#### Objective a
According to the incremental backup discussion, why doesn't this error occur when backups are taken on the primary?

:: Supplied text

I played around with incremental backup yesterday and tried $subject

The WAL summarizer is running on the standby server, but when I try
to take an incremental backup, I get an error that I understand to mean
that WAL summarizing hasn't caught up yet.

I am not sure if that is working as designed, but if it is, I think it
should be documented.

I played with this some more. Here is the exact error message:

ERROR: manifest requires WAL from final timeline 1 ending at 0/1967C260, but this backup starts at 0/1967C190

By trial and error I found that when I run a CHECKPOINT on the primary,
taking an incremental backup on the standby works.

I couldn't fathom the cause of that, but I think that that should either
be addressed or documented before v17 comes out.

I had a feeling this was going to be confusing. I'm not sure what to
do about it, but I'm open to suggestions.

Suppose you take a full backup F; replay of that backup will begin
with a checkpoint CF. Then you try to take an incremental backup I;
replay will begin from a checkpoint CI. For the incremental backup to
be valid, it must include all blocks modified after CF and before CI.
But when the backup is taken on a standby, no new checkpoint is
possible. Hence, CI will be the most recent restartpoint on the
standby that has occurred before the backup starts. So, if F is taken
on the primary and then I is immediately taken on the standby without
the standby having done a new restartpoint, or if both F and I are
taken on the standby and no restartpoint intervenes, then CF=CI. In
that scenario, an incremental backup is pretty much pointless: every
single incremental file would contain 0 blocks. You might as well just
use the backup you already have, unless one of the non-relation files
has changed. So, except in that unusual corner case, the fact that the
backup fails isn't really costing you anything. In fact, there's a
decent chance that it's saving you from taking a completely useless
backup.

On the primary, this doesn't occur, because there, each new backup
triggers a new checkpoint, so you always have CI>CF.

The error message is definitely confusing. The reason I'm not sure how
to do better is that there is a large class of errors that a user
could make that would trigger an error of this general type. I'm
guessing that attempting a standby backup with CF=CI will turn out to
be the most common one, but I don't think it'll be the only one that
ever comes up. The code in PrepareForIncrementalBackup() focuses on
what has gone wrong on a technical level rather than on what you
probably did to create that situation. Indeed, the server doesn't
really know what you did to create that situation. You could trigger
the same error by taking a full backup on the primary and then try to
take an incremental based on that full backup on a time-delayed
standby (or a lagging standby) whose replay position was behind the
primary, i.e. CI<CF.

::::
:: Entries shown

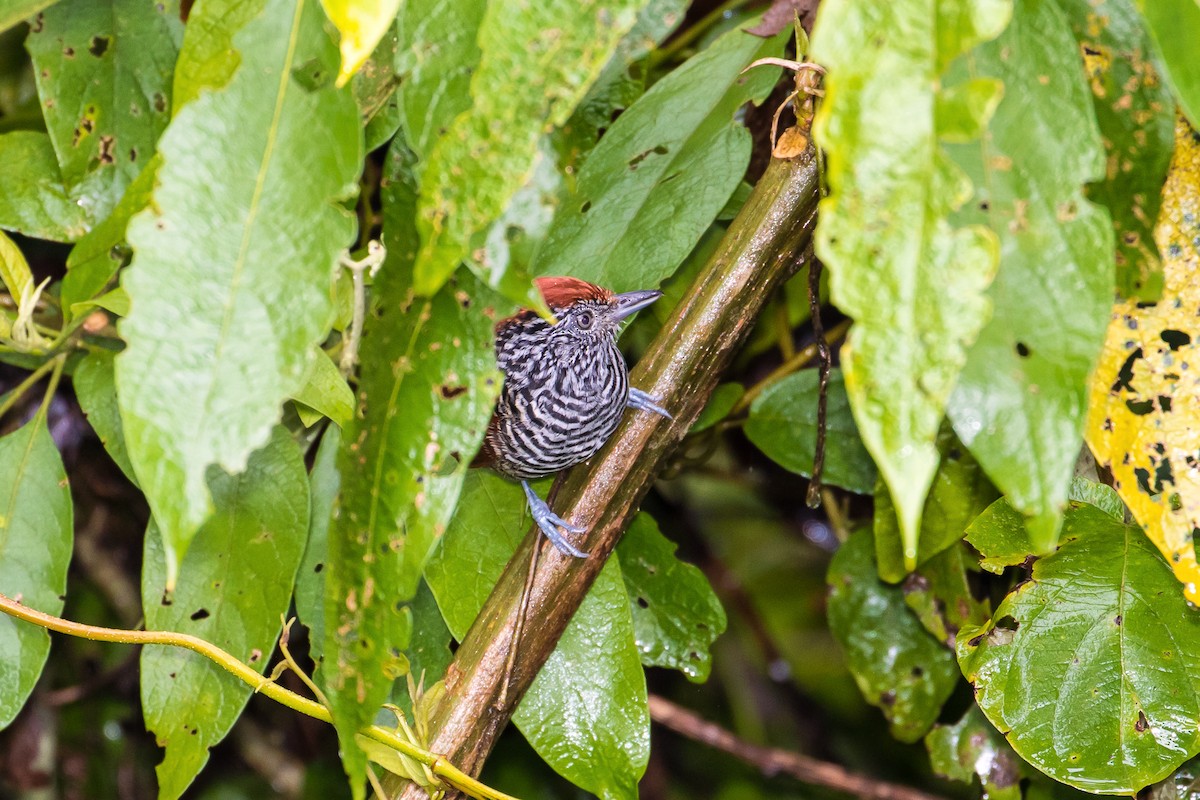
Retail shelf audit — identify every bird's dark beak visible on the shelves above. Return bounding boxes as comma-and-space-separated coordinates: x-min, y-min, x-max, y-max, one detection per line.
614, 290, 662, 319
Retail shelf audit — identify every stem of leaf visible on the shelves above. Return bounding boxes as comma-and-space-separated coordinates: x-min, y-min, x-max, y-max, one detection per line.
0, 355, 66, 419
0, 594, 516, 800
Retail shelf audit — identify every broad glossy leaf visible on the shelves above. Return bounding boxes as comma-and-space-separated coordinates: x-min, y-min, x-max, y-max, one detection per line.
925, 703, 1022, 800
320, 0, 401, 86
1057, 0, 1175, 301
116, 0, 362, 584
396, 0, 487, 158
0, 131, 91, 241
415, 0, 652, 301
617, 513, 725, 684
25, 0, 184, 222
947, 0, 1114, 553
426, 470, 650, 800
875, 425, 1000, 583
292, 348, 354, 427
745, 369, 876, 494
142, 427, 308, 799
828, 530, 958, 741
71, 350, 137, 483
812, 0, 1010, 569
1138, 0, 1200, 130
322, 139, 500, 787
1086, 120, 1200, 603
533, 24, 787, 291
295, 425, 342, 666
0, 414, 74, 728
958, 506, 1200, 794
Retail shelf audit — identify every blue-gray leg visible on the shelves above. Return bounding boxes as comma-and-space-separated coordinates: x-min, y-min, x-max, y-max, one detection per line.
521, 481, 588, 559
625, 386, 671, 420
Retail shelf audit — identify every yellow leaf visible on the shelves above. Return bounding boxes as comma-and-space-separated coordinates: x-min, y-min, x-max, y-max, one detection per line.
1086, 118, 1200, 604
320, 0, 401, 86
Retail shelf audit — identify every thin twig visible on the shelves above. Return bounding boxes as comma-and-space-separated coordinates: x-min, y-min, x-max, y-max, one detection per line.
0, 595, 515, 800
804, 242, 833, 509
650, 694, 942, 800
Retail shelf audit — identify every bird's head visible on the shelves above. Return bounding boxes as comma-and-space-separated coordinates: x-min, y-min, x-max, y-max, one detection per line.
535, 277, 662, 338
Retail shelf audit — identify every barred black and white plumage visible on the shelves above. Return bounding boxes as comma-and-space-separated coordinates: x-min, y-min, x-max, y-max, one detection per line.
475, 277, 670, 557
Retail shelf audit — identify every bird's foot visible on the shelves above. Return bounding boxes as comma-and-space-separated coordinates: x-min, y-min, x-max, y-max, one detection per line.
521, 481, 588, 559
625, 386, 672, 420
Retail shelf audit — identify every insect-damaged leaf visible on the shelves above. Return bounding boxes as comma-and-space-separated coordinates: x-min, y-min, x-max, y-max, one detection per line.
116, 0, 361, 585
947, 0, 1114, 553
958, 505, 1200, 795
142, 427, 308, 800
812, 0, 1010, 567
1086, 120, 1200, 602
322, 139, 500, 792
415, 0, 646, 302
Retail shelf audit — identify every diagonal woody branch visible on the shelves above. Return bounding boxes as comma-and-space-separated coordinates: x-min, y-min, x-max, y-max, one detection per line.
402, 149, 818, 800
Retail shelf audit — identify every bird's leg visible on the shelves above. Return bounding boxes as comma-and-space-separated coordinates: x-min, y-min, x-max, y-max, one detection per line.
521, 481, 588, 559
625, 386, 672, 420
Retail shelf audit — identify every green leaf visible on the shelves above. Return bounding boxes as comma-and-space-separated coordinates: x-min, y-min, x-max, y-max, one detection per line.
71, 350, 137, 483
396, 0, 487, 158
415, 0, 652, 301
0, 414, 73, 728
322, 140, 500, 790
689, 384, 739, 431
533, 24, 787, 291
959, 506, 1200, 794
1136, 0, 1200, 130
25, 0, 184, 222
426, 470, 649, 799
1057, 0, 1175, 301
925, 704, 1022, 800
320, 0, 401, 86
0, 131, 91, 241
947, 0, 1114, 553
875, 425, 1000, 583
812, 0, 1010, 569
142, 427, 308, 800
0, 0, 58, 31
295, 425, 342, 666
116, 0, 362, 585
292, 348, 354, 427
745, 369, 875, 494
617, 513, 725, 684
828, 530, 958, 741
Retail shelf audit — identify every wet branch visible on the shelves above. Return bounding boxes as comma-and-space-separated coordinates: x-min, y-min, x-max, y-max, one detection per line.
390, 145, 818, 800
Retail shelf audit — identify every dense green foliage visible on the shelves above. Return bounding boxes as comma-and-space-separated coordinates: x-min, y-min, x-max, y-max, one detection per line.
0, 0, 1200, 800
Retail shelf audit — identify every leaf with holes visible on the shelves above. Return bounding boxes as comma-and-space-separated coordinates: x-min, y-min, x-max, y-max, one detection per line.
745, 369, 875, 494
142, 428, 308, 799
116, 0, 362, 592
875, 425, 1000, 583
1086, 112, 1200, 602
25, 0, 184, 223
320, 139, 500, 790
0, 413, 73, 728
1057, 0, 1175, 301
415, 0, 647, 302
812, 0, 1010, 569
947, 0, 1114, 553
617, 513, 725, 684
533, 23, 787, 291
426, 470, 650, 800
958, 506, 1200, 794
828, 530, 958, 741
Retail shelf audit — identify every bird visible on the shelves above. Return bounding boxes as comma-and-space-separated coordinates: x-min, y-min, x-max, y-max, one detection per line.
472, 276, 671, 558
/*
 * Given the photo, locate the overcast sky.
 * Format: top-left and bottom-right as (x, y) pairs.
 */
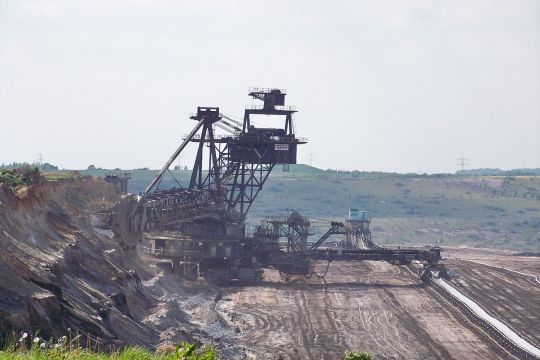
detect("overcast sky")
(0, 0), (540, 172)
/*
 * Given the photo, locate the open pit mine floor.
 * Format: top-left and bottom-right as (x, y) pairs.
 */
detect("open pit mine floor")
(216, 261), (528, 359)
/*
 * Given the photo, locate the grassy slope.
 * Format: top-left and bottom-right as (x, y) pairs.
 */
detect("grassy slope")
(75, 165), (540, 251)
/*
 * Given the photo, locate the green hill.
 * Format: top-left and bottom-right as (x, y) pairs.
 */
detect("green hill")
(68, 165), (540, 251)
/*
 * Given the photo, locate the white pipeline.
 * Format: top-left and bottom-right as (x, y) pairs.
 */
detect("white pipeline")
(433, 278), (540, 357)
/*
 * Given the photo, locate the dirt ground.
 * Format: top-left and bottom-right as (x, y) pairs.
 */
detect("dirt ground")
(216, 262), (509, 359)
(447, 249), (540, 346)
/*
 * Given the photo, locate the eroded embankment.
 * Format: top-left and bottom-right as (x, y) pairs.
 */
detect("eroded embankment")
(0, 177), (226, 347)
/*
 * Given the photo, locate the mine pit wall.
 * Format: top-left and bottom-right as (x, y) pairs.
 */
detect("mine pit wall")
(0, 177), (158, 346)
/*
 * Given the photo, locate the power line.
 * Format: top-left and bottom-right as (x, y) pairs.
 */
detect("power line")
(456, 154), (469, 171)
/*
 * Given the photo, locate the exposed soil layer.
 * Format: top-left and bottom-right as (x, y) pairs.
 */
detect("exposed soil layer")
(0, 177), (225, 349)
(447, 249), (540, 347)
(217, 262), (510, 359)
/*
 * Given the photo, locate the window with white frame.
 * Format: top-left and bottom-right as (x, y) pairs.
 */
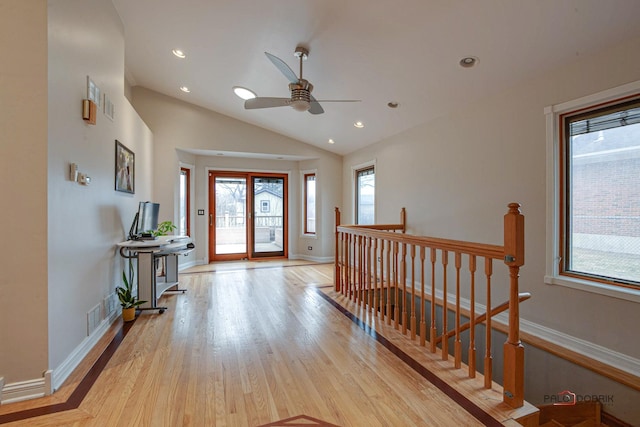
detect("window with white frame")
(355, 166), (376, 225)
(547, 86), (640, 298)
(304, 173), (316, 234)
(178, 168), (191, 236)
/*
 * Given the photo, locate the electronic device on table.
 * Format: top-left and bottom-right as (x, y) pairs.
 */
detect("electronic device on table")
(129, 202), (160, 240)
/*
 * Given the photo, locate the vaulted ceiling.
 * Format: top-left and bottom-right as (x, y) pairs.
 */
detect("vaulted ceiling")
(113, 0), (640, 154)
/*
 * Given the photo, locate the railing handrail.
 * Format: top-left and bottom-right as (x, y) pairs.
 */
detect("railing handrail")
(336, 225), (505, 260)
(334, 203), (530, 408)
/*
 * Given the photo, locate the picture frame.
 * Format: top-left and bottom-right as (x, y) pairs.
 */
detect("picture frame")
(115, 139), (136, 194)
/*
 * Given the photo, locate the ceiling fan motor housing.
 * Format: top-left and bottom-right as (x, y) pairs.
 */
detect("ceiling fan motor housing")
(289, 79), (313, 111)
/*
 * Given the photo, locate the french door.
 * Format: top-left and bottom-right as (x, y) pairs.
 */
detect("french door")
(209, 171), (288, 262)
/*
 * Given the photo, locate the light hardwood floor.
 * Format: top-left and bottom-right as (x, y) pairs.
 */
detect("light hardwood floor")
(0, 262), (528, 427)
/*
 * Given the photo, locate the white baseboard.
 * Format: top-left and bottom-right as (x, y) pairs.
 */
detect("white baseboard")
(52, 310), (119, 392)
(0, 371), (51, 405)
(289, 254), (335, 263)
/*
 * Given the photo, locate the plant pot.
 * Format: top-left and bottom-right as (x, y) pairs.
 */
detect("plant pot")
(122, 307), (136, 322)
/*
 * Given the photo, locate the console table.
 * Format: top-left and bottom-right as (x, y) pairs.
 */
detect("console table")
(118, 236), (193, 313)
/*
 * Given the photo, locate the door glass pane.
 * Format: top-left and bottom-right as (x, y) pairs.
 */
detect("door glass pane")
(253, 177), (284, 255)
(215, 177), (247, 254)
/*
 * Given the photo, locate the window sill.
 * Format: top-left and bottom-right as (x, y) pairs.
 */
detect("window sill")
(544, 276), (640, 303)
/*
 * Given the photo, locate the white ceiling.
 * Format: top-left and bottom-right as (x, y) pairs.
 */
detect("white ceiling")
(113, 0), (640, 154)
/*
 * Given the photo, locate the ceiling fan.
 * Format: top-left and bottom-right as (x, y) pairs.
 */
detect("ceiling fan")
(244, 46), (360, 114)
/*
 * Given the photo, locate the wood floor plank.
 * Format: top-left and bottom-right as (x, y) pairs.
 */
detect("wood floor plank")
(1, 263), (520, 427)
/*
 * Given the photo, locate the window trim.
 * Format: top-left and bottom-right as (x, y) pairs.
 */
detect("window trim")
(351, 159), (378, 224)
(301, 170), (318, 237)
(544, 81), (640, 303)
(178, 164), (192, 236)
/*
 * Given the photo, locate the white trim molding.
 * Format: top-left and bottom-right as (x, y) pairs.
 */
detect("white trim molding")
(0, 371), (53, 405)
(544, 80), (640, 303)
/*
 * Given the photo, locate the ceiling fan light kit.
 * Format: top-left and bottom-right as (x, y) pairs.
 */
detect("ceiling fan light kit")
(244, 46), (360, 114)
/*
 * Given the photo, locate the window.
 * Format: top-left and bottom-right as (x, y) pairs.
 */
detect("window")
(178, 168), (191, 236)
(355, 166), (376, 224)
(304, 173), (316, 234)
(546, 81), (640, 296)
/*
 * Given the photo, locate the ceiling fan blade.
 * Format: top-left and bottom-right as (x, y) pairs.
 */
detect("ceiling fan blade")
(316, 99), (362, 102)
(264, 52), (298, 83)
(244, 97), (291, 110)
(309, 95), (324, 114)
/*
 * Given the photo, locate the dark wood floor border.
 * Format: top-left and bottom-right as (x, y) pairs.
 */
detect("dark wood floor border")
(316, 289), (503, 426)
(180, 261), (333, 275)
(0, 322), (135, 424)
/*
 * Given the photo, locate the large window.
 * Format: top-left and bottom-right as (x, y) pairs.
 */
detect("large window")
(355, 166), (376, 224)
(304, 173), (316, 234)
(178, 168), (191, 236)
(547, 84), (640, 298)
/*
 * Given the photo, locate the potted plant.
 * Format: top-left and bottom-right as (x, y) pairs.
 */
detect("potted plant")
(153, 221), (178, 237)
(116, 260), (146, 322)
(153, 221), (178, 277)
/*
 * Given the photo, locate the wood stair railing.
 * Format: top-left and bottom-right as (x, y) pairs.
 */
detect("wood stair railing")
(334, 203), (530, 408)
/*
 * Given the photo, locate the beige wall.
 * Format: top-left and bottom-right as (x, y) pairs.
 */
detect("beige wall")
(0, 0), (153, 401)
(48, 0), (153, 385)
(127, 86), (342, 263)
(0, 0), (49, 383)
(343, 32), (640, 423)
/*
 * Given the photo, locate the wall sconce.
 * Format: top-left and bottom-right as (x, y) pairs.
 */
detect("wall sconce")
(82, 99), (98, 125)
(69, 163), (91, 185)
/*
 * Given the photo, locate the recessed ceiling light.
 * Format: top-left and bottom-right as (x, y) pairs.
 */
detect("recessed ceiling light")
(233, 86), (256, 101)
(171, 49), (187, 59)
(171, 49), (187, 59)
(460, 56), (478, 68)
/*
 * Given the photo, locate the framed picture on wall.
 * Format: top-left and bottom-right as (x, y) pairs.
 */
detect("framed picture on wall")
(116, 139), (136, 194)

::::

#### Objective b
Reproduce the records starting at the line that contains "Retail shelf audit — identify every bird's head" and ending at the line that contains "475, 277, 670, 557", with both of those lines included.

#### Result a
On the primary, each new backup triggers a new checkpoint, so CI is always greater than CF.

#### Result b
Retail shelf audit — identify every bird's head visible on the shelves above. Return bounding boxes as comma-and-space-separated coordinates: x-min, y-min, x-max, y-max, one detection per line.
535, 277, 662, 338
Retail shelf audit — identify every barred black and white plumage visible on the shelves above. Return bounding boxes as comma-and-space-separated coordinates: x-min, y-min, x-max, y-max, one detection per line.
475, 277, 670, 557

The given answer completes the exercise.